Records of labeled points:

********

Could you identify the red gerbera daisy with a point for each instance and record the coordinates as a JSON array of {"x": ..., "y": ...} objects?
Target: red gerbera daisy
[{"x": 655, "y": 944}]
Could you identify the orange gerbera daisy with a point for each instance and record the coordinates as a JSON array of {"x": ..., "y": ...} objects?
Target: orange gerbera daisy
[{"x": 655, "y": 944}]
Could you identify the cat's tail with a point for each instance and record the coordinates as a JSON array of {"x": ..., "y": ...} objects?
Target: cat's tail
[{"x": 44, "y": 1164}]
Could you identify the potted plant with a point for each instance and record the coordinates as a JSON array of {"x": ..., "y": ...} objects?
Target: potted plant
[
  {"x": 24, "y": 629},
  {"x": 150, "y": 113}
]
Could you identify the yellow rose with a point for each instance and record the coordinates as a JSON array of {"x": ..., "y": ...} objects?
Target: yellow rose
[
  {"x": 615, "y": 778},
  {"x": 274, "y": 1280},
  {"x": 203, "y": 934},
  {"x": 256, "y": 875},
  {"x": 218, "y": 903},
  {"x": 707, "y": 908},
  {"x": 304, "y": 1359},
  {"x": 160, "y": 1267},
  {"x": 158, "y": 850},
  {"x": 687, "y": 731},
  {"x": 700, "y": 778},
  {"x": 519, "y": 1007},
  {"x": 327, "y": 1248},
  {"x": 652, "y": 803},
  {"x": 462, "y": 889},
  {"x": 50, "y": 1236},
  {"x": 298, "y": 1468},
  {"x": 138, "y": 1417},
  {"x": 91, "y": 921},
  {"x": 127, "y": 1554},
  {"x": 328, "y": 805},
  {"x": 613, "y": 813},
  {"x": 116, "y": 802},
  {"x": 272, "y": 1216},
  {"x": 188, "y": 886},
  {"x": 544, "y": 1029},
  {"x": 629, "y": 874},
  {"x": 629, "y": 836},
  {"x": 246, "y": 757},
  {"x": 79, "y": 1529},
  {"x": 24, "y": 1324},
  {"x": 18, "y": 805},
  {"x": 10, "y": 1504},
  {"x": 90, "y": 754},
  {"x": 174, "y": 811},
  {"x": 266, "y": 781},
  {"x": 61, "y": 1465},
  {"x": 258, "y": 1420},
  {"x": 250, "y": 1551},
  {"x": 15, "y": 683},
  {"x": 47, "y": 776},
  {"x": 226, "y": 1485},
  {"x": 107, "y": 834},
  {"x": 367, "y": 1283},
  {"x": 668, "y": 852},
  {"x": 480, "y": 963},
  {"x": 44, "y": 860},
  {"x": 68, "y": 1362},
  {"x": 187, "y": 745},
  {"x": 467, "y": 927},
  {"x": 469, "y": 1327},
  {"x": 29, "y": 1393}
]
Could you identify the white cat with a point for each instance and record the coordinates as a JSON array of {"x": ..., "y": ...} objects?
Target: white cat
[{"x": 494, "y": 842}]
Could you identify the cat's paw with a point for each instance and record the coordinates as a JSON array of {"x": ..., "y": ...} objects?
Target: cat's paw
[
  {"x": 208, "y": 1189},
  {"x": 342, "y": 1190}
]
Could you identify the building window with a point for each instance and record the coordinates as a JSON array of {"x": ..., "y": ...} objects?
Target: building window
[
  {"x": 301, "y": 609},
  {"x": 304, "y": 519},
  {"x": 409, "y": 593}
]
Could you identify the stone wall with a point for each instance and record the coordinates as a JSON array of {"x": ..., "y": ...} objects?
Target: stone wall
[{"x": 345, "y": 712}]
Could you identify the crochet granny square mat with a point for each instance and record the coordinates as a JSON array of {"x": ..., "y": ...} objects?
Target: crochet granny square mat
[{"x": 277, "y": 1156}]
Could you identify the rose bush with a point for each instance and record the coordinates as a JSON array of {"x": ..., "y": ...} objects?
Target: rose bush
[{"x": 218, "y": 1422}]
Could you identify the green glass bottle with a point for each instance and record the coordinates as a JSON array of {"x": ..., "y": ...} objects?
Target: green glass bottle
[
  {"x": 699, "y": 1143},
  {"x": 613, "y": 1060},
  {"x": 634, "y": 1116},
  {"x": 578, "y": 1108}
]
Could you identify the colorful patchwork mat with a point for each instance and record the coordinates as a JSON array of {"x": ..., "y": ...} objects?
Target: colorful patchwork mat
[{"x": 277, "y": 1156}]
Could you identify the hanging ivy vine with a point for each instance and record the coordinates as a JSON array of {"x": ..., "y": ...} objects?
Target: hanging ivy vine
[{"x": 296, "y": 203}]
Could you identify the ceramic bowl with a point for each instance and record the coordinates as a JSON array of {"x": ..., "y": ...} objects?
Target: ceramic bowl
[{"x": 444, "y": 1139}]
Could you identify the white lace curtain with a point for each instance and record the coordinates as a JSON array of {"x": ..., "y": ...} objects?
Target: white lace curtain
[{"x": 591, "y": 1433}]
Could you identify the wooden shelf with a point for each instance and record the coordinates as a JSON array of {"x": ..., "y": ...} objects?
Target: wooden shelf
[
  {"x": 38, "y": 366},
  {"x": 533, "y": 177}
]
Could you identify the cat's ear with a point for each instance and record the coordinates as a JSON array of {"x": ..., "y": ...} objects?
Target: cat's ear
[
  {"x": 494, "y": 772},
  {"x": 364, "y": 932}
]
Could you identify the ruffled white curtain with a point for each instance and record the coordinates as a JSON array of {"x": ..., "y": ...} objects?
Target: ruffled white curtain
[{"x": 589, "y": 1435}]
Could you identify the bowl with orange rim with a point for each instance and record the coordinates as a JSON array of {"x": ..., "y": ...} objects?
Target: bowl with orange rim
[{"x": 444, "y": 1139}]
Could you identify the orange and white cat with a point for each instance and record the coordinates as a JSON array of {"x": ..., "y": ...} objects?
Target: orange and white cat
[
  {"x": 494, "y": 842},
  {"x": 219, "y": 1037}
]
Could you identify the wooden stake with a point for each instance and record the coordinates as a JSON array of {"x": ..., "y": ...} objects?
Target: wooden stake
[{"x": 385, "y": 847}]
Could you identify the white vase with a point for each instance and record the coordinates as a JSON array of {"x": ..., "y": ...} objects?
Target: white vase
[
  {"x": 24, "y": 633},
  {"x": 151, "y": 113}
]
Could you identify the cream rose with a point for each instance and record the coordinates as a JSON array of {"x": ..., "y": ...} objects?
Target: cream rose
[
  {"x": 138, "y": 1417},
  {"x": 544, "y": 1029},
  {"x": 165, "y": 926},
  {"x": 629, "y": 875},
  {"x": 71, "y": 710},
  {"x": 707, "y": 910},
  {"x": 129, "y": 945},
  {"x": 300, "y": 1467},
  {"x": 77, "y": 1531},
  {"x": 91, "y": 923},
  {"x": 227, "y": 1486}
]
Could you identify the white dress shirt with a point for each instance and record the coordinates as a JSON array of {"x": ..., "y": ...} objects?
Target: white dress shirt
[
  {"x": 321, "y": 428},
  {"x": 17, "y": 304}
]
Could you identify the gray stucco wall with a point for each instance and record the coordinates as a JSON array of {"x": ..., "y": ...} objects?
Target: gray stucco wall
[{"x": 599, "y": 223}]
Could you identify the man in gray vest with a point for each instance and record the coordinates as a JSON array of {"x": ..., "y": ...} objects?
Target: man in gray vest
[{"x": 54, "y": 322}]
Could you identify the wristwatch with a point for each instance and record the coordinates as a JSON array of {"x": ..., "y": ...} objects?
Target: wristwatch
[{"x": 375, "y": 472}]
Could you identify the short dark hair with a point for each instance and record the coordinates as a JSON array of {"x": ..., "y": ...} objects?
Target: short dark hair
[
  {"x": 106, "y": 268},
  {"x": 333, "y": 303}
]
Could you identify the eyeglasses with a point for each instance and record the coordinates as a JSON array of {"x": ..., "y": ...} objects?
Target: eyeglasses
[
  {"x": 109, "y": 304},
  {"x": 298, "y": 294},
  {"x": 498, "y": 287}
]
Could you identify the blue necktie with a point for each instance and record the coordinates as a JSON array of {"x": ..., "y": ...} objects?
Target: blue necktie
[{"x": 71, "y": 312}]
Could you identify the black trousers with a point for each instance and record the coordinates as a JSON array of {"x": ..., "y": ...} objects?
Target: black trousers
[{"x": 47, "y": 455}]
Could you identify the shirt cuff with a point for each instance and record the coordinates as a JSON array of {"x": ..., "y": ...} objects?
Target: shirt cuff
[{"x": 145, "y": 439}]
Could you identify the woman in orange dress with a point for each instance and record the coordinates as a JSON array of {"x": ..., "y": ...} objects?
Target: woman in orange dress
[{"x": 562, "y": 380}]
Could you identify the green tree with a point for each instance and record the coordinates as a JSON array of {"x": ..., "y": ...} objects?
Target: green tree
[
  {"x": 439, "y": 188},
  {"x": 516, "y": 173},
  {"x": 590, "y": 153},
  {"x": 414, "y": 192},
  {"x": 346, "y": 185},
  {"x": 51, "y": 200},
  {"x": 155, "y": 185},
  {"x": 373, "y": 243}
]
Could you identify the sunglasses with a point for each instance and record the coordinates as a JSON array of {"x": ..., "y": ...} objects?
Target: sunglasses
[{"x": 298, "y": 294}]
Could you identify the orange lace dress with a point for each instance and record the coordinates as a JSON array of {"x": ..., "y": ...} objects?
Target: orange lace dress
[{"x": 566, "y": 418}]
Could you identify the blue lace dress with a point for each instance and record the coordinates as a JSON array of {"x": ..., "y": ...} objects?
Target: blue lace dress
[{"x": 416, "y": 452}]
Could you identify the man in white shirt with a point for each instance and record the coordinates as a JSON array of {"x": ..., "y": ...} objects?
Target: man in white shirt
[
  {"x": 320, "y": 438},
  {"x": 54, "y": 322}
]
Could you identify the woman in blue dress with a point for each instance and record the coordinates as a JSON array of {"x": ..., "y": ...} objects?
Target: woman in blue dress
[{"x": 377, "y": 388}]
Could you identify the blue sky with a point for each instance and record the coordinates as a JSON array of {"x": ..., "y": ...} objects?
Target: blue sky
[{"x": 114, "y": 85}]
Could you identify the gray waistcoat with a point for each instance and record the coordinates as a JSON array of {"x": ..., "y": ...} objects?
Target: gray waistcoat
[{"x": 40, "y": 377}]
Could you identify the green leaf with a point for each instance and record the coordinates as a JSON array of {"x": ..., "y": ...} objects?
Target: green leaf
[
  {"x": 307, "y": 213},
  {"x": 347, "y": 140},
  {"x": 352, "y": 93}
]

********

• _STATED TASK_: Beginning at the line where "Could you identify the blue sky" appears, extract each line through the end of the data above; keep them exact and include nothing else.

• _CORRECT OUTPUT_:
Could you identify the blue sky with a point for each instance and record the coordinates as a JSON array of {"x": ..., "y": ...} objects?
Target: blue sky
[{"x": 114, "y": 85}]
Could you identify the gray waistcoat with a point for each instance and record the coordinates as a JSON array of {"x": ..., "y": ...} objects?
Target: gray waistcoat
[{"x": 40, "y": 377}]
Could you identify the green leaf with a point for each instance and record the coordinates as a JSON array of {"x": ..., "y": ...} objects?
Target: green leaf
[
  {"x": 307, "y": 213},
  {"x": 347, "y": 140},
  {"x": 352, "y": 93}
]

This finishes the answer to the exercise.